● **THE INPUT**:
▶

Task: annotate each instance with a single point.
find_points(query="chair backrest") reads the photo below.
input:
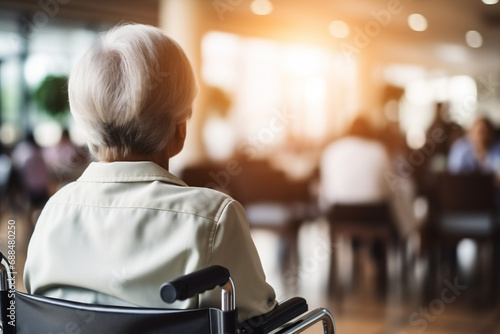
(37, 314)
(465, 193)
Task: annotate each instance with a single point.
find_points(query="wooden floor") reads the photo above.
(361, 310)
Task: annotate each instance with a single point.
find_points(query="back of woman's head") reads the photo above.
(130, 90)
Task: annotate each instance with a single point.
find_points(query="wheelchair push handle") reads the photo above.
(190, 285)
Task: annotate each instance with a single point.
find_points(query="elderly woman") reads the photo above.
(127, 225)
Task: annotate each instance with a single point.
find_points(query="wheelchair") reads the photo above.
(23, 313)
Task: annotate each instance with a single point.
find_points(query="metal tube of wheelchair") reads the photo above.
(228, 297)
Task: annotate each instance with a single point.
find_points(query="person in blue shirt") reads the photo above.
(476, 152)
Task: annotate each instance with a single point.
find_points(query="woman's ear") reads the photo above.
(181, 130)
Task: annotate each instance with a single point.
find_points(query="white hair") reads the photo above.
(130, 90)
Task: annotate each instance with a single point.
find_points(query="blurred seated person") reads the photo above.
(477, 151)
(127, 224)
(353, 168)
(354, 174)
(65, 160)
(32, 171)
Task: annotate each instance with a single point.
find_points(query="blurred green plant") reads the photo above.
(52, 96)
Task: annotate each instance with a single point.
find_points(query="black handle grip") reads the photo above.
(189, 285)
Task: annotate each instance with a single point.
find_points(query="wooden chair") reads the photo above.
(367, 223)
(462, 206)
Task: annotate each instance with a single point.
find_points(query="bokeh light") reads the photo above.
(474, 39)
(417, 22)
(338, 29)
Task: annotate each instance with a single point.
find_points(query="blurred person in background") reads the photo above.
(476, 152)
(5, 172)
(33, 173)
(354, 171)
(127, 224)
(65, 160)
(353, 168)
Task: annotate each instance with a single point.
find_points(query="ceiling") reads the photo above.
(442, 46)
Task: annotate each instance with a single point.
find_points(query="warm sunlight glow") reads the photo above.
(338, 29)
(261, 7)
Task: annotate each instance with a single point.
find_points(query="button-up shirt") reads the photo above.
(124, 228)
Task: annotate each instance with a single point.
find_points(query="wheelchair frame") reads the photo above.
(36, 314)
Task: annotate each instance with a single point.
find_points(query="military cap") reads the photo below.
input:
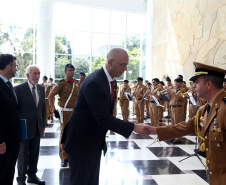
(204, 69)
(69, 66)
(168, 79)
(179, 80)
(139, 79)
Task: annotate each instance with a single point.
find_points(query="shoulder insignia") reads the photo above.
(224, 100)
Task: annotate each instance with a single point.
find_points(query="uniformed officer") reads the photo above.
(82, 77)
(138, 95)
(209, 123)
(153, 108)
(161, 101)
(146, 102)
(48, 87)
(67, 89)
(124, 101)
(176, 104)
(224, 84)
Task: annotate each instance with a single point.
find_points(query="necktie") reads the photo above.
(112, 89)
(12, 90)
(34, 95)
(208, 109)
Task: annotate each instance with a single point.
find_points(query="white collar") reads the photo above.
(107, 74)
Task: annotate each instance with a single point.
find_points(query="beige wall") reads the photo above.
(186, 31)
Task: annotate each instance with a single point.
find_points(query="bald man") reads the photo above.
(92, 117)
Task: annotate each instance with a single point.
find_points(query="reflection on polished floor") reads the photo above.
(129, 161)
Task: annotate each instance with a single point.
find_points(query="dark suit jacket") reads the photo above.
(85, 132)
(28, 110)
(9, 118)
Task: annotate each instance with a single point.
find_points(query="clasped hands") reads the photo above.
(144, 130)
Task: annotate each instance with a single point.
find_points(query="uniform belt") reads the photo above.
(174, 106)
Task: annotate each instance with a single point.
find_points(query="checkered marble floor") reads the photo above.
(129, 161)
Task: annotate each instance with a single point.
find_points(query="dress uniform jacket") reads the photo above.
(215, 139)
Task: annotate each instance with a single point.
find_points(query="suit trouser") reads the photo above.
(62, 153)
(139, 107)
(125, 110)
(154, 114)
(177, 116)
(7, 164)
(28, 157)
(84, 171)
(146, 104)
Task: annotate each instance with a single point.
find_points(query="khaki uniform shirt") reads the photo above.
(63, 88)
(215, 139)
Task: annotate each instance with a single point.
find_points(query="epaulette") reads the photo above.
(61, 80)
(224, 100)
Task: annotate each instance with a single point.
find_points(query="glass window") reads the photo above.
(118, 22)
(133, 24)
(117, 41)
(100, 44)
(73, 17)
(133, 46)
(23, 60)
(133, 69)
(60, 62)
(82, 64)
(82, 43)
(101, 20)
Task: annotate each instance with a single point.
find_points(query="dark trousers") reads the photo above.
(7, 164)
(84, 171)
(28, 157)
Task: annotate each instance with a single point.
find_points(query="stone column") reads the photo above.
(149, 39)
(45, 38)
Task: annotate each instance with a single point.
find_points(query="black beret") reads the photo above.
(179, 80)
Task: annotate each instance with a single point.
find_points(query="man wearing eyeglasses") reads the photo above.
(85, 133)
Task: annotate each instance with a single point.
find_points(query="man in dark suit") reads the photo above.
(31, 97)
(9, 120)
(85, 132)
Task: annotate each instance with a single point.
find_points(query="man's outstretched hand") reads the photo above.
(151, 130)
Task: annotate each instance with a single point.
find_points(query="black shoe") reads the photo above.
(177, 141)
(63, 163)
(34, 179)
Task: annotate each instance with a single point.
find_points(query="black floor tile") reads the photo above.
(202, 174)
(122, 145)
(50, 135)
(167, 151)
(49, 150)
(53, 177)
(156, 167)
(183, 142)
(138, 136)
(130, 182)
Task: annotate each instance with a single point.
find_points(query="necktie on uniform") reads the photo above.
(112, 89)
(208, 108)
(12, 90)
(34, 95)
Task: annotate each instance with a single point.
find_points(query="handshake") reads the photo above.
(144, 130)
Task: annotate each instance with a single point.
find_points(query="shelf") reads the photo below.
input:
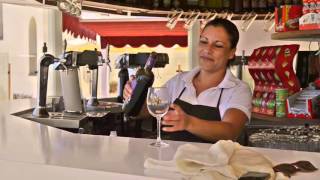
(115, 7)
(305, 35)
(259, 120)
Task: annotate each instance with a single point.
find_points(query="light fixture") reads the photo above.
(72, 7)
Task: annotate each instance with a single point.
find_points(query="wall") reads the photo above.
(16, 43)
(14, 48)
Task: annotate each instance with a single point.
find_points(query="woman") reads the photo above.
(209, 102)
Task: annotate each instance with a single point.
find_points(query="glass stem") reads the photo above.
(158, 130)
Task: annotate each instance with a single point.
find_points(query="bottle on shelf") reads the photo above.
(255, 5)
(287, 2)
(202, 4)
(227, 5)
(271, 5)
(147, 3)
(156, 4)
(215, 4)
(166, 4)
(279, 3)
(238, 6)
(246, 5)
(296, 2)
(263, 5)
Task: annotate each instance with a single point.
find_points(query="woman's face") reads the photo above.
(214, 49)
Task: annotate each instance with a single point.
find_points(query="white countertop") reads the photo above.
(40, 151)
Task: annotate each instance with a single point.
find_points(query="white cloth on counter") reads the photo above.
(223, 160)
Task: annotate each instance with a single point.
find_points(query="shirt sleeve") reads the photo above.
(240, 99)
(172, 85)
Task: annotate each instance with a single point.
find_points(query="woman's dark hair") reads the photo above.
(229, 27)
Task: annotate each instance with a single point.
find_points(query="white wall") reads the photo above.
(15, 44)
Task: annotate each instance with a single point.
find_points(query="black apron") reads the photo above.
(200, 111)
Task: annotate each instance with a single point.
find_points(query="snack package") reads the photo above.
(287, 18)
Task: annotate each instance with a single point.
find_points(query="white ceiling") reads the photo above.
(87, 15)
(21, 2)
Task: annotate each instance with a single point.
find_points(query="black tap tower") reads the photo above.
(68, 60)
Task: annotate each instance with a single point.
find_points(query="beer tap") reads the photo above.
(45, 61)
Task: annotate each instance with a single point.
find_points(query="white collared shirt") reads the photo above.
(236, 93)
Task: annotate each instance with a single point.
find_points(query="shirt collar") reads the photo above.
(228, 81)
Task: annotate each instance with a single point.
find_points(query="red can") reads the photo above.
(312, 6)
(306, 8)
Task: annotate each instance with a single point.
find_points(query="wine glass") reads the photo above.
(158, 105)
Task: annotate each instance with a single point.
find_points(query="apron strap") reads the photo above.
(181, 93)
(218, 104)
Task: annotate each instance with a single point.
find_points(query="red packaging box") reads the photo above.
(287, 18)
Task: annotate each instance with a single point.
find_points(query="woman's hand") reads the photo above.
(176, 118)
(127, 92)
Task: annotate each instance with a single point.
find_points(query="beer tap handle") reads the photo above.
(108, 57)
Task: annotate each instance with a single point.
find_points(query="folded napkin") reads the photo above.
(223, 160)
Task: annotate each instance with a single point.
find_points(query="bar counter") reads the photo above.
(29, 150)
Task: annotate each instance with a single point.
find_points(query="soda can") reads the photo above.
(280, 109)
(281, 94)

◀
▶

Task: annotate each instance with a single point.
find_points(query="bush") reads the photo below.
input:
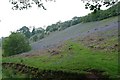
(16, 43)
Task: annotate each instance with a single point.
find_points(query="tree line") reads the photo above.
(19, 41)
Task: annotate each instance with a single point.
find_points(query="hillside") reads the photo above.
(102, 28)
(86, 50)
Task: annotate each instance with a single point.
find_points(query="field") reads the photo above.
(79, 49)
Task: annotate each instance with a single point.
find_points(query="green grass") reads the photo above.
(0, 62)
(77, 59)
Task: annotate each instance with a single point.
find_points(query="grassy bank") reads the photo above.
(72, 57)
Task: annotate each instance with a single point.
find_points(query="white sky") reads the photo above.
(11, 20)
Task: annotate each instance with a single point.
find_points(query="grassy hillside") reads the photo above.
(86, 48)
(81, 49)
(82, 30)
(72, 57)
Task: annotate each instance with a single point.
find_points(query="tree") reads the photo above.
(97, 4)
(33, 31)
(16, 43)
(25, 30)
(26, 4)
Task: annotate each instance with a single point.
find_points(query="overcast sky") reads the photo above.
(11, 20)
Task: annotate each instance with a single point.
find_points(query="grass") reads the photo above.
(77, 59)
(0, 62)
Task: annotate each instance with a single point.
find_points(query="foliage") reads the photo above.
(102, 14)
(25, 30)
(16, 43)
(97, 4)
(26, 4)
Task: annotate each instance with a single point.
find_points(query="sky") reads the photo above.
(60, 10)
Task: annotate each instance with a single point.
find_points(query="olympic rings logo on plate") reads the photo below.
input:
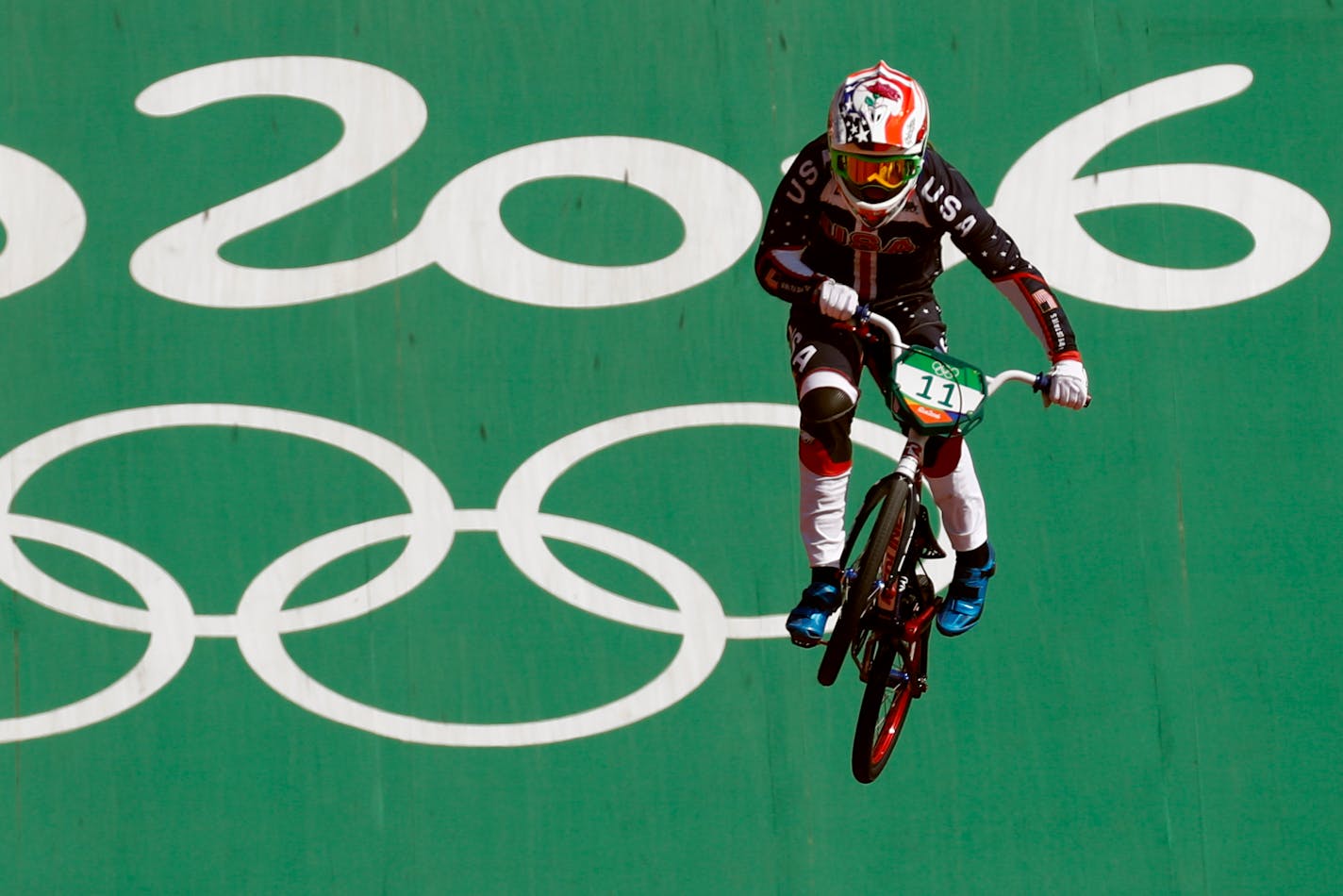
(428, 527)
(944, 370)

◀

Count the lines in the records above that contain the word "blurred". Give only the number.

● **FULL OUTPUT**: 3